### Goal of the exercise
Can you copy the records below, starting at the line that contains "In the photo below, where can the large" and ending at the line that contains "column 513, row 185", with "oak" replaced by "maple" and nothing else changed? Leave the pictures out of your copy.

-- start Record list --

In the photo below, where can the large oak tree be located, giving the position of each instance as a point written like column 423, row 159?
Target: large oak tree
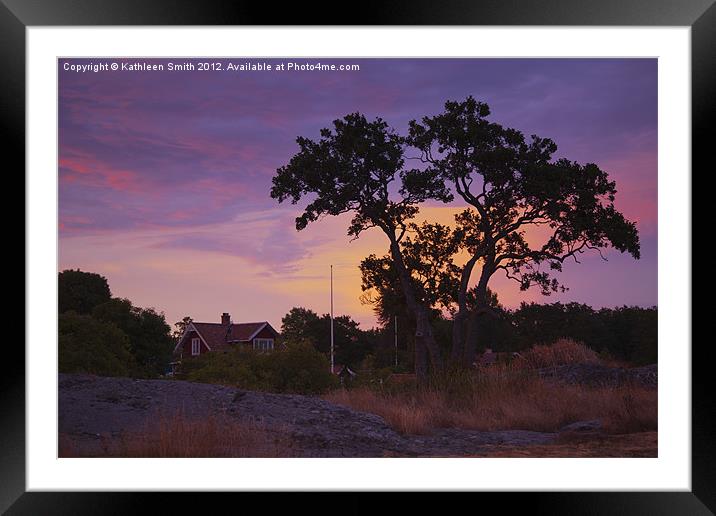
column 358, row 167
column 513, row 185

-- end Record list --
-- start Record list --

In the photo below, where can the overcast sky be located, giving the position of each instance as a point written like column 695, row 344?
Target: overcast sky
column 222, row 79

-- end Record list --

### Answer to the exercise
In the photo below, where can the large maple tree be located, giving the position of each instance as a point written like column 423, row 159?
Target: large maple tree
column 358, row 167
column 513, row 185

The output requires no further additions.